*** Opening of PASSAGE SHOWN ***
==========================================================================================
- Make sure all the dependencies are installed.
- Run train_bertffn.py in your local or Colab. This will train our network to produce the embeddings that will be used for cosine similarity checks. Save model weights to the desired path.
- Re initialize the model once again to store sentence embeddings corresponding to the questions/answers locally. This can be done using train_data_to_embedding.py
- Once we have the embeddings, we can employee either elastic search, FAISS(Facebook AI Similarity Check), DiskANN(released late 2019 by Microsoft). This project uses FAISS which comes in both CPU/GPU flavour, very efficient code that uses concepts like BLAS, Multithreading SIMD...etc.
- During inference time, we do the tokenization of the query in accordance with bert and pass it through our network to generate the embedding. This embedding is then searched across the indexed dataset to find similar question and answer pairs as per the user need.
- Once we have fetched top k matching results, this can be sent to GPT2 estimator to properly curate the data in the most presentable format.
*** Close of PASSAGE SHOWN ***
WHAT THIS EXERCISE ASKS:
[A] In the setup steps above, which library does the project use to search the embeddings?
[B] Copy the setup steps above word for word, starting at "- Run train_bertffn.py" and continuing up to and including "BLAS, Multithreading SIMD...etc.".
*** Opening of SUPPLIED ENTRIES ***
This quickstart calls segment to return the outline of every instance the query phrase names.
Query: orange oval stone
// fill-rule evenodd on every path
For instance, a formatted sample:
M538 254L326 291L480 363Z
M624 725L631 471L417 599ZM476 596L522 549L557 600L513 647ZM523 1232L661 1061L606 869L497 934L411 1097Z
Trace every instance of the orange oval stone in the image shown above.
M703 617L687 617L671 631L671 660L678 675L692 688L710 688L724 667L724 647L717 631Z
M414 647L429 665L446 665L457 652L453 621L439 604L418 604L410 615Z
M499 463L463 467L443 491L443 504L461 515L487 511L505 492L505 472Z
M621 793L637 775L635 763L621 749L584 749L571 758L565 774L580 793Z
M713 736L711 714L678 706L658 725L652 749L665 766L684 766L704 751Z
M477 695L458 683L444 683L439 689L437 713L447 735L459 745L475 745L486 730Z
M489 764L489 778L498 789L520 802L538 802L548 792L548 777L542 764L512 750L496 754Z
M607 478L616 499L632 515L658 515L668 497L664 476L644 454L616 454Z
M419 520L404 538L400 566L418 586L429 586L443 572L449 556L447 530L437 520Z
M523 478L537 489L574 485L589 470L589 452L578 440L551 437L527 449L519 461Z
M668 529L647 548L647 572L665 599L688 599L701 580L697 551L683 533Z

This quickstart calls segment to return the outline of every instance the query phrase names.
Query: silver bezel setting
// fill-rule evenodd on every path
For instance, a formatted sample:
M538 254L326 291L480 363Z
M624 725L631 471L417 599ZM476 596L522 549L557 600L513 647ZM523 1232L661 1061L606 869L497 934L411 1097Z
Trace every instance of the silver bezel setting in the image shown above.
*** Close of SUPPLIED ENTRIES ***
ANSWERS FOR EACH ITEM:
[A] FAISS

[B]
- Run train_bertffn.py in your local or Colab. This will train our network to produce the embeddings that will be used for cosine similarity checks. Save model weights to the desired path.
- Re initialize the model once again to store sentence embeddings corresponding to the questions/answers locally. This can be done using train_data_to_embedding.py
- Once we have the embeddings, we can employee either elastic search, FAISS(Facebook AI Similarity Check), DiskANN(released late 2019 by Microsoft). This project uses FAISS which comes in both CPU/GPU flavour, very efficient code that uses concepts like BLAS, Multithreading SIMD...etc.